*Work instruction*
Extract the opening line of the entries and every line after it, stopping at and including the line that contains "Target: tiger's paw". Do not include pictures.

*Source data*
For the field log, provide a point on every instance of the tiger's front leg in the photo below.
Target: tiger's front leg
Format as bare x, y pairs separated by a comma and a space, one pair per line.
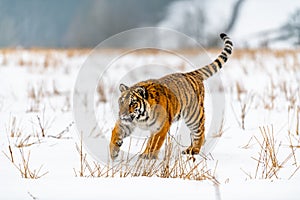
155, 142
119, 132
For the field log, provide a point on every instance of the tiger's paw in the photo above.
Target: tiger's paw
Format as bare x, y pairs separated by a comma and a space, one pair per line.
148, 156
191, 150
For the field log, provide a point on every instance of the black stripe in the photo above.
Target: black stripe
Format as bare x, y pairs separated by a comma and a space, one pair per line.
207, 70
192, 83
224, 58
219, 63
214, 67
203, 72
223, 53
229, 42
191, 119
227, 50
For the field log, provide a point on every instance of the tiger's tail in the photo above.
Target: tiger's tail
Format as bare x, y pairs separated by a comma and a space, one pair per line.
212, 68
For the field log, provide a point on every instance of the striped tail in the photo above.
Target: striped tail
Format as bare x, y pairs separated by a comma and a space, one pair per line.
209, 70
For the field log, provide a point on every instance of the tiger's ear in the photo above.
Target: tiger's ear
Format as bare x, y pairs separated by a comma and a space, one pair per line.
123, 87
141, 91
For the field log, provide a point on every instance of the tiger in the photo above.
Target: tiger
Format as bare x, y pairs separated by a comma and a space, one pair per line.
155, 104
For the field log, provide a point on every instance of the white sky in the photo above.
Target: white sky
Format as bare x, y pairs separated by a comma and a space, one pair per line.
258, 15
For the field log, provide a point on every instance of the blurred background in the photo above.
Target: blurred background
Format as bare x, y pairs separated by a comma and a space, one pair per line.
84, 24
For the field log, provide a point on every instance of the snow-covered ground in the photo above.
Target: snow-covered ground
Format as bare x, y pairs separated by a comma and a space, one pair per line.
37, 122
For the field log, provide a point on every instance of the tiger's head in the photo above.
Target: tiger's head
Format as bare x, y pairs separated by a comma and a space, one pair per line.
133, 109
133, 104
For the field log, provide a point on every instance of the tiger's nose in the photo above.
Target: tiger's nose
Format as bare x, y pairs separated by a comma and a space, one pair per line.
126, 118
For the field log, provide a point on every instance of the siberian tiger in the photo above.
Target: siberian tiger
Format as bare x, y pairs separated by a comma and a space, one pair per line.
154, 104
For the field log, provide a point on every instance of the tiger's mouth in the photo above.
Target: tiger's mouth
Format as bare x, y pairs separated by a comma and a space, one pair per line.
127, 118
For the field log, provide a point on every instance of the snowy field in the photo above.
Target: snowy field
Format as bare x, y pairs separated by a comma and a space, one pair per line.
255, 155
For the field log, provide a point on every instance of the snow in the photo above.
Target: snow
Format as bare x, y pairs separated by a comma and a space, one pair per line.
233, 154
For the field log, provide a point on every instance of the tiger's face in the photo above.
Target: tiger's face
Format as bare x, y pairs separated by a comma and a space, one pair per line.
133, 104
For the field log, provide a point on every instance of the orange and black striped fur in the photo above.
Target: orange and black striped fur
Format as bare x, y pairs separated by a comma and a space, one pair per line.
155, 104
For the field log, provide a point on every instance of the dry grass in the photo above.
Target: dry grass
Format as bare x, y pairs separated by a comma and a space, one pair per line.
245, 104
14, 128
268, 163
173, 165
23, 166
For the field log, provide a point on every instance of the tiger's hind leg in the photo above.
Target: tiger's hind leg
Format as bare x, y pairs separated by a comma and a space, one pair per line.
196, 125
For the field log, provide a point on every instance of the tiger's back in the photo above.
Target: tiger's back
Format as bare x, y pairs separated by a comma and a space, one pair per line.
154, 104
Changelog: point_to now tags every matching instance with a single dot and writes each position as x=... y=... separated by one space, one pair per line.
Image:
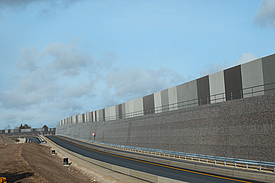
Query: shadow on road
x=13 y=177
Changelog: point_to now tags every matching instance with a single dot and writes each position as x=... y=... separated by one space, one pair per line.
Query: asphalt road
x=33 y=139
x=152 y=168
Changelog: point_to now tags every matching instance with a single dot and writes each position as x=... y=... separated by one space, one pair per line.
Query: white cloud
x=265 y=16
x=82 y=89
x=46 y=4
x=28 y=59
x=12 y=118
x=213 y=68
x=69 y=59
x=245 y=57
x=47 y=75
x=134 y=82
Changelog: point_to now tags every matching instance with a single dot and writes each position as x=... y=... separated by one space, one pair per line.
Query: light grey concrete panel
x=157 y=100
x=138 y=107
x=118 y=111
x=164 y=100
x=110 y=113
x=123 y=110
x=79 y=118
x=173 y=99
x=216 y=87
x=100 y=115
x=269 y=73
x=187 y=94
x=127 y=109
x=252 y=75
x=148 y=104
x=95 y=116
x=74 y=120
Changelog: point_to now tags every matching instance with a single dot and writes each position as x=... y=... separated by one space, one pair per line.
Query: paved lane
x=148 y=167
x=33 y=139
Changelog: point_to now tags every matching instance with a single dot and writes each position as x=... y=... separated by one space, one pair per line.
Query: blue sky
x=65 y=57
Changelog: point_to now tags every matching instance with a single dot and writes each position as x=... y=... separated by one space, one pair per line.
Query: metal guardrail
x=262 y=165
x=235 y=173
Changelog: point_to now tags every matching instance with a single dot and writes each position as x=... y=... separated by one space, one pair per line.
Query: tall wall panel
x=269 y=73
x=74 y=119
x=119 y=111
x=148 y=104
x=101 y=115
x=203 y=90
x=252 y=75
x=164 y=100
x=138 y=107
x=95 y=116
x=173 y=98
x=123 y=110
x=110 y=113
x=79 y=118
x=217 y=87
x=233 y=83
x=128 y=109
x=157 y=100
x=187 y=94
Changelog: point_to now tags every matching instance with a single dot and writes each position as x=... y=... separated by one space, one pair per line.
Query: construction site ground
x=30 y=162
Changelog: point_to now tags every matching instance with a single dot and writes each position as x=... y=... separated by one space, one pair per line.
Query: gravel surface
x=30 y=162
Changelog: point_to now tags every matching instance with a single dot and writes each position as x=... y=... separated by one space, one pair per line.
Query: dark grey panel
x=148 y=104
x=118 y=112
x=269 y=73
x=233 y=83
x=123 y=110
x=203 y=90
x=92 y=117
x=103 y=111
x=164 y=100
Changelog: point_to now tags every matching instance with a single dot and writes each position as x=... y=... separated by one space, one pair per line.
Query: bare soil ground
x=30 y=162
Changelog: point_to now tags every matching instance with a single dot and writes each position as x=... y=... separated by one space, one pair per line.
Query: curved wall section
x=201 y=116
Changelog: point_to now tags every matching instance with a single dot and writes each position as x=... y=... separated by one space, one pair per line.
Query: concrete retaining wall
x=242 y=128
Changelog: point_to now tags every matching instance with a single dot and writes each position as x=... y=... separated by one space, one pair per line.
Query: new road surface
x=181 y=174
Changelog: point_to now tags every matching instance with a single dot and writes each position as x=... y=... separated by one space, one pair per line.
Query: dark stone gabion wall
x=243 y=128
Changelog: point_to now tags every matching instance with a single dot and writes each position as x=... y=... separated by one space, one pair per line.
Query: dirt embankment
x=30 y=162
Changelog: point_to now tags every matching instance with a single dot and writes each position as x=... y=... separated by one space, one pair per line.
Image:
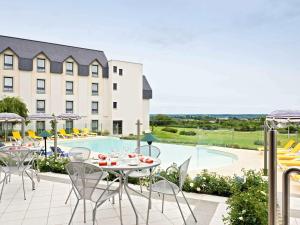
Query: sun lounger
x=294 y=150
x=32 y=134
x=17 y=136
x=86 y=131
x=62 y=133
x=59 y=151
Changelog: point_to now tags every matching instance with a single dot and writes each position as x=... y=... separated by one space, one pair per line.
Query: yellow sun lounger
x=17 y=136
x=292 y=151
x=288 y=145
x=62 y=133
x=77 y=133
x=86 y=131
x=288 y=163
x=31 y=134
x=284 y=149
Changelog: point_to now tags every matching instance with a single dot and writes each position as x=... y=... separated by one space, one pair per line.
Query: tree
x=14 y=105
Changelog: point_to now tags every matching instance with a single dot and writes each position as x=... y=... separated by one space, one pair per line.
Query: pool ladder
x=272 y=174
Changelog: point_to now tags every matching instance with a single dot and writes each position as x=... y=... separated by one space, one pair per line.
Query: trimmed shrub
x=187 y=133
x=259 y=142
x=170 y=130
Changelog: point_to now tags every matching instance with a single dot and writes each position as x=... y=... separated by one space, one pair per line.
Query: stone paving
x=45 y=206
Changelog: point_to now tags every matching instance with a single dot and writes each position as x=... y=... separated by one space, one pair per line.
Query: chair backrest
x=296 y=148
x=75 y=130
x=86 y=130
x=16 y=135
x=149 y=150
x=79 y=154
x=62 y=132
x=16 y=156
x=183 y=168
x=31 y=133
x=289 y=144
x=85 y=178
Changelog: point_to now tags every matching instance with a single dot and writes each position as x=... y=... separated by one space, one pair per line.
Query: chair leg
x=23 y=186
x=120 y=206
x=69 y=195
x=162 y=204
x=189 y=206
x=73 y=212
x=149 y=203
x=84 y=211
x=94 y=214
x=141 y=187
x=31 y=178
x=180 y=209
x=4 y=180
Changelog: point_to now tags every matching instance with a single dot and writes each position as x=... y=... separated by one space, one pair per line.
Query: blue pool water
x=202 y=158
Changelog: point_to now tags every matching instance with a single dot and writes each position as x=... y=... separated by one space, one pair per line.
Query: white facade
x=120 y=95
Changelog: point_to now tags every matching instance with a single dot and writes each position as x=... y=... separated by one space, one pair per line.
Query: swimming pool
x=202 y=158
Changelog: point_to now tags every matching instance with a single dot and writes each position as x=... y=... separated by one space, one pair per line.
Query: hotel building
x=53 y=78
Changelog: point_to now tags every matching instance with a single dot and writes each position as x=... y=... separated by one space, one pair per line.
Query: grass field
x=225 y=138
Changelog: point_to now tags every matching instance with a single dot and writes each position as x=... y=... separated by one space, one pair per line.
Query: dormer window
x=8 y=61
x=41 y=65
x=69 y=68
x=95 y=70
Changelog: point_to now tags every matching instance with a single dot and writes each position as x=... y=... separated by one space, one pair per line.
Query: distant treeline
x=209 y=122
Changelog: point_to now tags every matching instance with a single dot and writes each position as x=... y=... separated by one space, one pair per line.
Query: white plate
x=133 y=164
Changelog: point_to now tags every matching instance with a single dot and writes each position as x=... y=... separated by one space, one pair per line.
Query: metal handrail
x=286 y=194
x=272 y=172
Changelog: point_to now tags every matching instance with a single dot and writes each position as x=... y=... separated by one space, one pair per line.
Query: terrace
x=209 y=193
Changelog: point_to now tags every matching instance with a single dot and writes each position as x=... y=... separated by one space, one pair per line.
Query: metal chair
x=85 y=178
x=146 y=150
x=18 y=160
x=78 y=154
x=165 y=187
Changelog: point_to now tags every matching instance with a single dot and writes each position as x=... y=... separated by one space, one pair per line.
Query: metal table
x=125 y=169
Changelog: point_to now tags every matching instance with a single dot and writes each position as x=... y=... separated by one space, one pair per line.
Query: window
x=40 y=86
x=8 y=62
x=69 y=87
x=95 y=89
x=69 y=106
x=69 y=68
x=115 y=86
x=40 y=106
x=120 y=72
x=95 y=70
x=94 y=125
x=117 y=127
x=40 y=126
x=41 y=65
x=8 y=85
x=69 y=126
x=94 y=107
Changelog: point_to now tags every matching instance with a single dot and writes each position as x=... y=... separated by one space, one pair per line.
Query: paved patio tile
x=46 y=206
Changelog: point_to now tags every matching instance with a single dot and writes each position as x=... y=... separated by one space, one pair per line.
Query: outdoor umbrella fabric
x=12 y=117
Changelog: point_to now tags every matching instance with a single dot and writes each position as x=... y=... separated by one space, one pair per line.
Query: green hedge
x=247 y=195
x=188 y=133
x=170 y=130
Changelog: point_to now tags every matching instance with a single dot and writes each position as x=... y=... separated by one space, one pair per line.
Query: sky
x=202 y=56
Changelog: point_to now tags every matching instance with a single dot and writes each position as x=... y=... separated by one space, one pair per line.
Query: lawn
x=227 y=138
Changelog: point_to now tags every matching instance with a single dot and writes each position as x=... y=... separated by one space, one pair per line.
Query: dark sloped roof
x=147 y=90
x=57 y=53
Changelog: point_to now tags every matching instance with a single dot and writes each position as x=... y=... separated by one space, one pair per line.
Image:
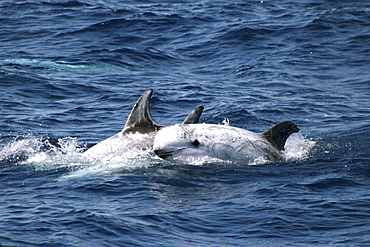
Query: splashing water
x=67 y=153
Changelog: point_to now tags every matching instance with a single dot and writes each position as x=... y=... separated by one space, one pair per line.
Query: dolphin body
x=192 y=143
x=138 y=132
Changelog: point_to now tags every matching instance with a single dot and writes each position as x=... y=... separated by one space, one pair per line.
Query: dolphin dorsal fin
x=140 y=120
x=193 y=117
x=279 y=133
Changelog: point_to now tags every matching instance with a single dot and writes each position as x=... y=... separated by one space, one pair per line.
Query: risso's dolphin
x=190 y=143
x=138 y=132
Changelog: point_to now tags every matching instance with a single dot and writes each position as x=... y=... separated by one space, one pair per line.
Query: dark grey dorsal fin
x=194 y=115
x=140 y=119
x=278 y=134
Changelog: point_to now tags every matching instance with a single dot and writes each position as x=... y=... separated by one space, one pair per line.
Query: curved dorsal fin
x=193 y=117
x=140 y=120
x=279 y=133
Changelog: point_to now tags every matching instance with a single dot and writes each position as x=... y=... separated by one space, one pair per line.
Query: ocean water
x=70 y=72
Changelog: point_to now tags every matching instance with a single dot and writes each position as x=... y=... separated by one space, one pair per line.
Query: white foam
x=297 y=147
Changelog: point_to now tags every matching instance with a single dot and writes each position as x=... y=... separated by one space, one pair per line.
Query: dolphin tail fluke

*Output of the exercise*
For the field log, provide a point on every instance of the tiger's front leg in the photo below.
Target: tiger's front leg
Format as bare x, y pairs separated by a comma and a space, one pair per line.
155, 142
119, 132
For the field log, provide a point on every instance of the tiger's paw in the photo above.
Target: tiger's paw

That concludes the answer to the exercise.